Data listing

▬▬▬▬▬▬▬▬▬▬

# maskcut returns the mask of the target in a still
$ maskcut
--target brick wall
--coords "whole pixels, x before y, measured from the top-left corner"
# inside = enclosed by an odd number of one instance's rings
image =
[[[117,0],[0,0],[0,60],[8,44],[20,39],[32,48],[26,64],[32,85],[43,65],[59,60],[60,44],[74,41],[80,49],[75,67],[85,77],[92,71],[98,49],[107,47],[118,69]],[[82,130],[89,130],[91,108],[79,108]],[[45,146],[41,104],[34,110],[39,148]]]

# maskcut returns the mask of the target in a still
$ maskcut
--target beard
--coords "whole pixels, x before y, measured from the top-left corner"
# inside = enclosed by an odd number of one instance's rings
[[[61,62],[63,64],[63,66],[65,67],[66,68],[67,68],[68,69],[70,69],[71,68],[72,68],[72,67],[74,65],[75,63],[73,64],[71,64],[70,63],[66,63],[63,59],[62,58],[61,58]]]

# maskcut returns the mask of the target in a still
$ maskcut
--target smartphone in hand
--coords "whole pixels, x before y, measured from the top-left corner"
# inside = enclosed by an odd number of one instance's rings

▬▬▬▬▬▬▬▬▬▬

Can you edit the data above so that every "top-left corner" reads "upper-left corner" and nothing else changes?

_WORKED SOLUTION_
# maskcut returns the mask of the target in a still
$ maskcut
--target brick wall
--coords "whole pixels, x before y, measured from the upper-left corner"
# inside = enclosed by an odd number of one instance's rings
image =
[[[117,0],[0,0],[0,60],[8,44],[20,39],[32,48],[26,64],[32,85],[43,65],[59,60],[60,44],[74,41],[80,49],[75,67],[85,77],[92,71],[98,49],[107,47],[118,69]],[[82,130],[89,130],[91,108],[79,108]],[[45,146],[41,104],[34,110],[39,148]]]

# maskcut returns the mask of the target in a still
$ maskcut
--target beard
--coords "whole pixels, x before y, measured from the upper-left corner"
# inside = enclosed by an odd number of one instance's rings
[[[61,62],[63,64],[63,66],[65,67],[66,68],[67,68],[68,69],[70,69],[71,68],[72,68],[72,67],[74,65],[75,63],[73,64],[71,64],[70,63],[66,63],[63,59],[62,58],[61,58]]]

# maskcut returns the mask of the target in a still
$ maskcut
--target smartphone in hand
--coords "whole pixels, x before y, measured from the upper-left corner"
# inside = enclosed by an odd number of one instance's rings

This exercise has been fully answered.